----- Material for this task

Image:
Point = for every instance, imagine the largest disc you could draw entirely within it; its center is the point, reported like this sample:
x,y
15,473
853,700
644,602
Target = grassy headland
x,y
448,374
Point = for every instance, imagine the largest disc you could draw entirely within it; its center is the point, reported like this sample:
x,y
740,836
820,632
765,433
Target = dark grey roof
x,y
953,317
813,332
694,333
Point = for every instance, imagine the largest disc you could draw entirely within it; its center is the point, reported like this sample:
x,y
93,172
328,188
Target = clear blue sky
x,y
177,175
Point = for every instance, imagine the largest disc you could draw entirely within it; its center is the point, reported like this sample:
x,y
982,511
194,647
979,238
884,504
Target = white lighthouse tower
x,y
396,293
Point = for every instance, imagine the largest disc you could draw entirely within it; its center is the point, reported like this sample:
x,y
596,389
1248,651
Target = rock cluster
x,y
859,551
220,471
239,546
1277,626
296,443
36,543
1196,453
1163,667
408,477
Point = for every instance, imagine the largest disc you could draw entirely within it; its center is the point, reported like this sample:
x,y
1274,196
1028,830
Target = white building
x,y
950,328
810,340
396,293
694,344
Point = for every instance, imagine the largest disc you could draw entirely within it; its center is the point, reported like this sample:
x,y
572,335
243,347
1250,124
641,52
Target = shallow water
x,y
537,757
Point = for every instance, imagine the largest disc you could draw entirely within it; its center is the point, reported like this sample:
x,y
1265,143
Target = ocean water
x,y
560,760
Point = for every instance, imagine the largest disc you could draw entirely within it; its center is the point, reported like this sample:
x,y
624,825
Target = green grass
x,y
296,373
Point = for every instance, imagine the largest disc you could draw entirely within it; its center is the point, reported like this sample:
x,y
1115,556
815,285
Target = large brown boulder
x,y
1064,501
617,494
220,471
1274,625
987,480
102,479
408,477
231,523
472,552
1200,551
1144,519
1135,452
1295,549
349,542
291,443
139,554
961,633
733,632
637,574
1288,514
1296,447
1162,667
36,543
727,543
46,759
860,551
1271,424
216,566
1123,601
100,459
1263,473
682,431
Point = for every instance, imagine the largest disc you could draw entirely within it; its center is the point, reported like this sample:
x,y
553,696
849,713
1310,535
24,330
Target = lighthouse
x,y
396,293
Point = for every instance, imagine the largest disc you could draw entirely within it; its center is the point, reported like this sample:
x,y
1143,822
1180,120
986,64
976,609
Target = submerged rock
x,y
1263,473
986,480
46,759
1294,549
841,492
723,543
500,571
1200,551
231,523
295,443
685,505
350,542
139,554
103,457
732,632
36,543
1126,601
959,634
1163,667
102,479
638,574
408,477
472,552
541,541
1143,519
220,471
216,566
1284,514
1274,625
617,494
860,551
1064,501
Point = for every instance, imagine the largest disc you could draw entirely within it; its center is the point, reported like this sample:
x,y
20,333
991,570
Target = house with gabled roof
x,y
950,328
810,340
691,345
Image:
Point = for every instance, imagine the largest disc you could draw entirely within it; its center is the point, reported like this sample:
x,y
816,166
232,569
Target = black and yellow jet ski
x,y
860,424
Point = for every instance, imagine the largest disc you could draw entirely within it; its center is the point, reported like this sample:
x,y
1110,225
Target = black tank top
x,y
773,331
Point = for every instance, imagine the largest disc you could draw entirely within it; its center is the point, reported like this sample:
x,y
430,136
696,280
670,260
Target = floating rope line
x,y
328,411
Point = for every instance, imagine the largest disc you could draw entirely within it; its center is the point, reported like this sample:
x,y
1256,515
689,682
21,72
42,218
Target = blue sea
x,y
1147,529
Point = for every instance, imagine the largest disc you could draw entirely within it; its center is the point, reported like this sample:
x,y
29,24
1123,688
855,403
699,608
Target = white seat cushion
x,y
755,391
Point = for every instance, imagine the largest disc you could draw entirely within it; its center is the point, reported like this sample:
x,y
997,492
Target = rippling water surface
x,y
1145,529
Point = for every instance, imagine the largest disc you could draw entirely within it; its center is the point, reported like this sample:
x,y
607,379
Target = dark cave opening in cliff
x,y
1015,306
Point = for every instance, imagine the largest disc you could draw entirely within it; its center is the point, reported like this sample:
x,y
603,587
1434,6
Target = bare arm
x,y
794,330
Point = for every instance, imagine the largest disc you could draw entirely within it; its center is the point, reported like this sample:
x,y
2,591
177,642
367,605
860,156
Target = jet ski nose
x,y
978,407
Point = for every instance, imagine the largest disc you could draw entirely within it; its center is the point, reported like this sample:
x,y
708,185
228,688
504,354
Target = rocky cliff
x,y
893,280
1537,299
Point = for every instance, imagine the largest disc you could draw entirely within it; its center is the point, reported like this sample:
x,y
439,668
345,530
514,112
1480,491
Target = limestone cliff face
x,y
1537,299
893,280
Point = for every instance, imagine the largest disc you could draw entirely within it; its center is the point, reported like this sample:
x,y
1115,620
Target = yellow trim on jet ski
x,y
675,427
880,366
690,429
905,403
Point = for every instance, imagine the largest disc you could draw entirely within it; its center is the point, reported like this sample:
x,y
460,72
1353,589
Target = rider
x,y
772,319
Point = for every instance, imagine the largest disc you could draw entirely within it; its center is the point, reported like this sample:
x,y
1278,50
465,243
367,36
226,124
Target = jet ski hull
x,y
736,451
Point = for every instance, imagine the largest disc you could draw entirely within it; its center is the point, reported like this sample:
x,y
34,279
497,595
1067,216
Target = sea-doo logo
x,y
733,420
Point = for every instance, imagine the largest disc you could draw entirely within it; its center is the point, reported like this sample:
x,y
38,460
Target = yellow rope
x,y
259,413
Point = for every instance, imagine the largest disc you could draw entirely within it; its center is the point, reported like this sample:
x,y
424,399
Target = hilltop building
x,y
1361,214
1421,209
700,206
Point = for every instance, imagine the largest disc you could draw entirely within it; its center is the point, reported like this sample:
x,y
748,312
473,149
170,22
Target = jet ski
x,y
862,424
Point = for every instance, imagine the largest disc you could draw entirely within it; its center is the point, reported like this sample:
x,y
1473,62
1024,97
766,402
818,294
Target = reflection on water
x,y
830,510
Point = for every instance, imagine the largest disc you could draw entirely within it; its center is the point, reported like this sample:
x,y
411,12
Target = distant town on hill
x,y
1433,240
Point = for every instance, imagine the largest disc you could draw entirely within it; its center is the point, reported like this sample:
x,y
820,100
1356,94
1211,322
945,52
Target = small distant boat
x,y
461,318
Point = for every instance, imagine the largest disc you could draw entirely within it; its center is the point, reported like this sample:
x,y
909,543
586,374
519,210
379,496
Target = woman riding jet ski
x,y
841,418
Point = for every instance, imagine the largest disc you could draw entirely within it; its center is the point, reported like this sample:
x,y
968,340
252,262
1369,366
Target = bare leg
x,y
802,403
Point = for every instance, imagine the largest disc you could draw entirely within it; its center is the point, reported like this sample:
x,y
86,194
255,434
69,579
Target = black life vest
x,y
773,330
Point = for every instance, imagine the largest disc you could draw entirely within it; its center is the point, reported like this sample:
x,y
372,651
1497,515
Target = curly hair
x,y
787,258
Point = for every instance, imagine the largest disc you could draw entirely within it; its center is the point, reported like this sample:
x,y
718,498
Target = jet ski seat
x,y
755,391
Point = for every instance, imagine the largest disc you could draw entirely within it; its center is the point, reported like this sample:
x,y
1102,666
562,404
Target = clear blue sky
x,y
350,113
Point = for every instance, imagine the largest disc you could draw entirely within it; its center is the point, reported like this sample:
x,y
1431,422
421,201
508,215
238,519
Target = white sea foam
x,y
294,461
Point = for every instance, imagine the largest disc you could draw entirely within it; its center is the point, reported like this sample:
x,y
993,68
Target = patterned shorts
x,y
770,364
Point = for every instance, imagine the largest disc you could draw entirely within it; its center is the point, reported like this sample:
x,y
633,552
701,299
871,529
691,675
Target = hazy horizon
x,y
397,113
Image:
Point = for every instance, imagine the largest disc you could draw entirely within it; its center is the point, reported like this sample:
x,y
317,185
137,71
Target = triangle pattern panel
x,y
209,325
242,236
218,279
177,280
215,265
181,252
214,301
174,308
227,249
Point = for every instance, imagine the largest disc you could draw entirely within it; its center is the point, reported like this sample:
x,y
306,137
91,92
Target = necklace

----------

**Task item:**
The response should consist only of the lines from the one containing "Target = hazy horizon" to the end of the material above, both included.

**Solution for this task:**
Target = hazy horizon
x,y
397,113
Image:
Point = for every instance, imagine the largest disc you could draw entirely within it; its center is the point, reported like this sample:
x,y
317,185
137,71
Target = triangle pattern panel
x,y
209,325
242,236
218,279
177,280
215,265
181,252
214,301
174,308
227,249
Point = for every instance, imagine the largest disc you could draw entirely within it; its center is the point, reported like this sample:
x,y
306,137
91,92
Target = necklace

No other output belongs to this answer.